**作業内容**
下の占い文書セミナーの案内では、古チベット語の世俗文書は仏教文献の大部分とどう異なるとされていますか。

**文書本文**

+ + + + + + +

第204回白眉セミナー : 『占い文書を読み解く』
  • 西田 愛(第11期 人文科学研究所 特定准教授)
  • 2021/10/05 4:30pm
  • オンライン / Zoom(京都大学および白眉センター関係者限定)
  • 日本語

要旨

20世紀の初頭に、敦煌石窟をはじめとする中央アジアの諸遺跡から将来された古チベット語文献の中には、手紙・契約文書・裁判文書・医学文書・占いなどの世俗文書が多数含まれています。仏教文献の大部分が他言語からの翻訳であるのに対して、これらの世俗文書はチベット語本来の著作であり、歴史資料としても言語資料としても極めて高い価値を持っていると言えます。その中で、私が長年研究テーマとしてきた占い文書は、骨・サイコロ・烏の声・銅銭による占いなど、メディア・形式・内容ともに多様であり、当時の敦煌社会のみならず中央アジアの文化交流を知る上でも重要な資料です。
本セミナーでは、まず、研究開始から1世紀以上が経過した古チベット語文献研究について、これまでの研究の流れを概観したいと思います。その上で、「占い文書の研究なんて何の意味があるの?」という疑問におこたえすべく、研究の手法と意義、そこから得られた知見についてご紹介します。また、古文書に残る占いが現在のチベット社会でどのように機能しているのか、自身のフィールド調査の成果を交えて考察したいと思います。

+ + + + + + +

**提供一覧**
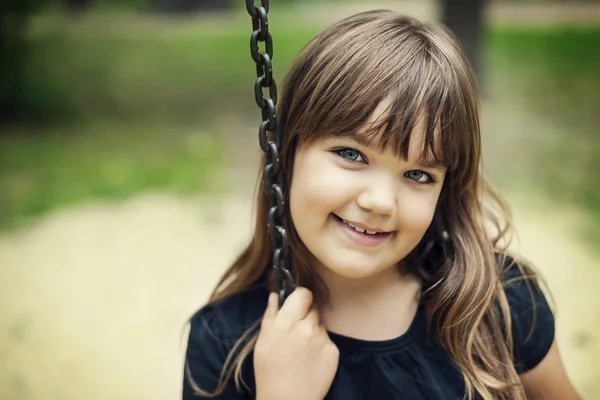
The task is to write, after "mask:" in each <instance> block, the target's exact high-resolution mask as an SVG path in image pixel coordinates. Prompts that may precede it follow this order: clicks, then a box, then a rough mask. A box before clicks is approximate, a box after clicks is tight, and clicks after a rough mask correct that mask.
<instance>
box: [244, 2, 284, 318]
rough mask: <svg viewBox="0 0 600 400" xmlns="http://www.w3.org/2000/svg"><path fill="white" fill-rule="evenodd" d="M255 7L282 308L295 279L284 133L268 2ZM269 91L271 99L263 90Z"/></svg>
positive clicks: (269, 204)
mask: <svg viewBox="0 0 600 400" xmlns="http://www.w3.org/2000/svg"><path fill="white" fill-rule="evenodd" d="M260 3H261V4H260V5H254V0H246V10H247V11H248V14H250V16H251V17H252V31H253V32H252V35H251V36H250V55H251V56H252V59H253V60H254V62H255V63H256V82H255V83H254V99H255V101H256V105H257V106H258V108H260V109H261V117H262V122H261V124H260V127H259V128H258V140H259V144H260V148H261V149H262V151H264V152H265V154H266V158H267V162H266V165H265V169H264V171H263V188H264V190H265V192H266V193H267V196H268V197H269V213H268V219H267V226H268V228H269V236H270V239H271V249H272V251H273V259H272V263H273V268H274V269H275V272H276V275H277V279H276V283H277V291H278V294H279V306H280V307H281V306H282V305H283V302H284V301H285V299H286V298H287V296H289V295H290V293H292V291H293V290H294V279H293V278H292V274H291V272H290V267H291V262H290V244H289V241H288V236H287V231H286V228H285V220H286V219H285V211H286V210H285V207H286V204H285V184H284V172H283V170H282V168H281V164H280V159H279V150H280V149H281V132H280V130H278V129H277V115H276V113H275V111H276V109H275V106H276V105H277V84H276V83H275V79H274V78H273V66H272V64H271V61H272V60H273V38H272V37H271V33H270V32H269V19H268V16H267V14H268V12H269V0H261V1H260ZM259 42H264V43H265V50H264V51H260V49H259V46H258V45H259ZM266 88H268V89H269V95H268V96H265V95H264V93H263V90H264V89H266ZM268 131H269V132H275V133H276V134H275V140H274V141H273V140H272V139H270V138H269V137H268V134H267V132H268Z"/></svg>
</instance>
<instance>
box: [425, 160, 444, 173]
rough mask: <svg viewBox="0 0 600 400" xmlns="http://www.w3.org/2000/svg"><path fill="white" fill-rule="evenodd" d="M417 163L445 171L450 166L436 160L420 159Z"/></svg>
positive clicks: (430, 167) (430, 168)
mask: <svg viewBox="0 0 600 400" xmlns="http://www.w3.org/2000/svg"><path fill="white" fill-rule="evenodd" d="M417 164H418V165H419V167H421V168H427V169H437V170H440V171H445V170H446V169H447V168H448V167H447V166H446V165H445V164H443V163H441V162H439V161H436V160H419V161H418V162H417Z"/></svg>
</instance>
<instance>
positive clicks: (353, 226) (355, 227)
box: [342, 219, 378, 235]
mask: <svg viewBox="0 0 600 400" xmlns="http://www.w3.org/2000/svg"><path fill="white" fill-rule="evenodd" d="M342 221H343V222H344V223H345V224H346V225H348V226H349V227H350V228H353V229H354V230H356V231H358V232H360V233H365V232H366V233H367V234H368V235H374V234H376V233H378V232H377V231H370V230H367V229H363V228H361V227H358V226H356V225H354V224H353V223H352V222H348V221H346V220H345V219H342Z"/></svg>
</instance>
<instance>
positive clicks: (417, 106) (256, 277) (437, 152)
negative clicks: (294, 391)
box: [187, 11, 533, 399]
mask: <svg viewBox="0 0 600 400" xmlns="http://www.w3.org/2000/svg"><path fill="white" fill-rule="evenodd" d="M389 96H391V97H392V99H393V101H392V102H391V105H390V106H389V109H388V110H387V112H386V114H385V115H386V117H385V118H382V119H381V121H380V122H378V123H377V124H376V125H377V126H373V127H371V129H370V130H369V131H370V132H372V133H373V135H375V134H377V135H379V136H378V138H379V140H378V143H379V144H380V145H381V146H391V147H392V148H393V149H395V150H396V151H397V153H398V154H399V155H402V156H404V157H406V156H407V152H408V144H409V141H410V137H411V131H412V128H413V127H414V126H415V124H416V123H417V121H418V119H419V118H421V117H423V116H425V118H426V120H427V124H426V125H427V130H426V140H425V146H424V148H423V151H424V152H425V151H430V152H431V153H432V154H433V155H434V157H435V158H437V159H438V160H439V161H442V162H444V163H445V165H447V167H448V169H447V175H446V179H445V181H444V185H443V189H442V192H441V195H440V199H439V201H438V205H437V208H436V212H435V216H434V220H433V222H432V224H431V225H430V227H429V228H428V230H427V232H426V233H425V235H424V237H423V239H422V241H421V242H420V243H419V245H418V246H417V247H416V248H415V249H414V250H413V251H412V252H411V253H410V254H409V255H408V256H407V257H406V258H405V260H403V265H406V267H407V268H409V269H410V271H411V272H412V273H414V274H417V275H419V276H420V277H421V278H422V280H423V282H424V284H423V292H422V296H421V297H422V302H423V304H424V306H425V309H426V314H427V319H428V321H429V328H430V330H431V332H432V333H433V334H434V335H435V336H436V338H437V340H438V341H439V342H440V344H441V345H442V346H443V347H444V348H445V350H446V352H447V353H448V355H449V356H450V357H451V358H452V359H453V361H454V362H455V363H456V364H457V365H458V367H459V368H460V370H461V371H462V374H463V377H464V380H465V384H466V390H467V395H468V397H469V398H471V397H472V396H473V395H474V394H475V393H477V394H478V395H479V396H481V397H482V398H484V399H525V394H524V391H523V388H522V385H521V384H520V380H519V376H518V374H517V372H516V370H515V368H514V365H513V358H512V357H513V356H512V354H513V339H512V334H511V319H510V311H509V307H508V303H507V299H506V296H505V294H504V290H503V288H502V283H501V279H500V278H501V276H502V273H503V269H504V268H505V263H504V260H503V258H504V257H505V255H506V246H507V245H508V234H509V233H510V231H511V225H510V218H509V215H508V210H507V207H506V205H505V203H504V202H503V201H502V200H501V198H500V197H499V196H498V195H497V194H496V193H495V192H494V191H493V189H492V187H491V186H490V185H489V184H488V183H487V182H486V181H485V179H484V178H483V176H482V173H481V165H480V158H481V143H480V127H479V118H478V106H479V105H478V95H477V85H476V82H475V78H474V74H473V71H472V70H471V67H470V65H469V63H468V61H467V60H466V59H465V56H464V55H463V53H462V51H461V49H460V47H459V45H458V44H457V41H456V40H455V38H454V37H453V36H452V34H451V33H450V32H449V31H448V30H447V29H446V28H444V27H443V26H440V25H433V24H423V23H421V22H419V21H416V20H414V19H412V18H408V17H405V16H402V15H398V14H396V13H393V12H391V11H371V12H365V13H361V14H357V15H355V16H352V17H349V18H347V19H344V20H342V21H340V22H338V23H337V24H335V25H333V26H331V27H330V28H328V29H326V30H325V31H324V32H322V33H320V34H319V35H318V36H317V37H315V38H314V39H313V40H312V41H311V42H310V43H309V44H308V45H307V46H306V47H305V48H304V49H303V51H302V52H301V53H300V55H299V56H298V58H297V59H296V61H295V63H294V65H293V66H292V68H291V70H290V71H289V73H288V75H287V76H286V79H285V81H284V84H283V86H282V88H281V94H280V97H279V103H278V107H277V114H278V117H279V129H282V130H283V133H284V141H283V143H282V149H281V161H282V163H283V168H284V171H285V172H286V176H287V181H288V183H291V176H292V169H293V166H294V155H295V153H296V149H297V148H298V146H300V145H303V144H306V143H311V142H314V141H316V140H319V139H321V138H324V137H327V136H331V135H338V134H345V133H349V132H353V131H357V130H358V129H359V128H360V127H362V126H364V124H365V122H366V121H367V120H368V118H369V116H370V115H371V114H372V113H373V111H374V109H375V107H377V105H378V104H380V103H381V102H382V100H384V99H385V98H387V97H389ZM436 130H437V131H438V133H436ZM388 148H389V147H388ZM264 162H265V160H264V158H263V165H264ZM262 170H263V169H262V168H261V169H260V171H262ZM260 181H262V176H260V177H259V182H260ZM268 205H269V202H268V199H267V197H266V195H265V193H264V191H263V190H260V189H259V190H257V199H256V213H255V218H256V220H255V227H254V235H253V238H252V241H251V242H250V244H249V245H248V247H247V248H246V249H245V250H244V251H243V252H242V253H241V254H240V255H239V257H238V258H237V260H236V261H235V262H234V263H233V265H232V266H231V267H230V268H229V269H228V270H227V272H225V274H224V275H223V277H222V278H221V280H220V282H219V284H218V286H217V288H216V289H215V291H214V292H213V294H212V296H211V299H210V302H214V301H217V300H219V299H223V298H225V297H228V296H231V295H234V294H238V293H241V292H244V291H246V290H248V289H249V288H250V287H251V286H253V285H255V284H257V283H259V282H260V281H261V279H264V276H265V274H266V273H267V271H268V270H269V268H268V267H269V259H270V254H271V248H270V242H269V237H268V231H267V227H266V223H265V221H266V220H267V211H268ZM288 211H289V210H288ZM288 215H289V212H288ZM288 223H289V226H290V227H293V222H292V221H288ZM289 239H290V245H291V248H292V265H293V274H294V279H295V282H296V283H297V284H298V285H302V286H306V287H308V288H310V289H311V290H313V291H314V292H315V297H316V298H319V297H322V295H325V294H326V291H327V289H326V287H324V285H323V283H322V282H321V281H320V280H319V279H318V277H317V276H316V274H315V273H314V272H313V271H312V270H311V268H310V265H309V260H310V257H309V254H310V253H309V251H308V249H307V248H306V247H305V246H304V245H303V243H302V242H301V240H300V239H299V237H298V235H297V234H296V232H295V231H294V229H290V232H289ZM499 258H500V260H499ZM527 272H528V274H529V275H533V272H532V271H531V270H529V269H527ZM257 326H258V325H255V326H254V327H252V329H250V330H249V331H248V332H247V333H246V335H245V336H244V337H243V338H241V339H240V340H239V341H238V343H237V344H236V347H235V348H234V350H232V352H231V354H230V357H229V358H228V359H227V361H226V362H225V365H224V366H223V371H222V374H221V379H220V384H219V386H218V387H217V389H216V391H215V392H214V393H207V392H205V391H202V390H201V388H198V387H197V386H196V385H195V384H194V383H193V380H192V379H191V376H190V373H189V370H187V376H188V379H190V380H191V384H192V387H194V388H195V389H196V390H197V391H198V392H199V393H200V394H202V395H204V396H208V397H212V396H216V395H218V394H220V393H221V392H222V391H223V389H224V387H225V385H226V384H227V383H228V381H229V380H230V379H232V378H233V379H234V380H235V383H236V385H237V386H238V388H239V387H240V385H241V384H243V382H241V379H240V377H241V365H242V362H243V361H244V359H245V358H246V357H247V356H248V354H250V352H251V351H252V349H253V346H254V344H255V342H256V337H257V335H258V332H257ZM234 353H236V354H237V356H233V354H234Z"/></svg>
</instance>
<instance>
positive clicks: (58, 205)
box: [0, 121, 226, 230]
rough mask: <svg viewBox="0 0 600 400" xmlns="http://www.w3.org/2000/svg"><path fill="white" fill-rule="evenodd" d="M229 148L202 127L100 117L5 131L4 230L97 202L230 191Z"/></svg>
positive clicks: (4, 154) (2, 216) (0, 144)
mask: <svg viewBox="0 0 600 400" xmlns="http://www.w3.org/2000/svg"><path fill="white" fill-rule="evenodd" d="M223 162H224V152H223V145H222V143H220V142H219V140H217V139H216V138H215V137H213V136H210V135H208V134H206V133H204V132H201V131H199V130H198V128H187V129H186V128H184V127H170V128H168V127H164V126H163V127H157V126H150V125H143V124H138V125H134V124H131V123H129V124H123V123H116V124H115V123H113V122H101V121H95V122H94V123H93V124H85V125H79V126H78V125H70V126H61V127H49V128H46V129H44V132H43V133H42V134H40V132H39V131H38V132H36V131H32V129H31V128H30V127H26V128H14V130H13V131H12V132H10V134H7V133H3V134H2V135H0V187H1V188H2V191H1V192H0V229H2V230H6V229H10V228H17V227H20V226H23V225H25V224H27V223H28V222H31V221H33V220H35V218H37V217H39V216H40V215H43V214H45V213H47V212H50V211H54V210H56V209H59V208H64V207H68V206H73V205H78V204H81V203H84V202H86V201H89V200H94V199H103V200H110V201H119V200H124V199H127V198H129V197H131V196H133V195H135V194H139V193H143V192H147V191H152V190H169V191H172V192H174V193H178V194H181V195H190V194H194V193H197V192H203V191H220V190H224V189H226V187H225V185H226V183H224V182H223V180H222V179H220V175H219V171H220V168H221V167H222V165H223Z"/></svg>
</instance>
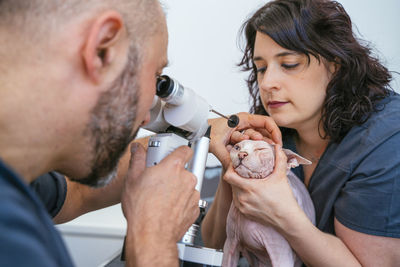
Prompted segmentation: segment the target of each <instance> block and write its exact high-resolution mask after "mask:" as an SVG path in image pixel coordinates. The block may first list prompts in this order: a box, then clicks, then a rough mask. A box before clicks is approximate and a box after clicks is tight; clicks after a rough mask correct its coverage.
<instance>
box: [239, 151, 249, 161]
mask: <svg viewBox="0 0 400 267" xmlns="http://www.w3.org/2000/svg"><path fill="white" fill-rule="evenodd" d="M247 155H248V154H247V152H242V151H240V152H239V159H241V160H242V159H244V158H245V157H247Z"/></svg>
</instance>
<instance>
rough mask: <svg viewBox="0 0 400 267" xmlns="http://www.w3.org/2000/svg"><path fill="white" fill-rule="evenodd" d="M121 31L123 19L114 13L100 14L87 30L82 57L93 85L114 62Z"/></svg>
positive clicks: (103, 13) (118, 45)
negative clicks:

+ + + + + + +

**あなたの解答**
仏教文献の大部分は他言語からの翻訳ですが、世俗文書はチベット語本来の著作です。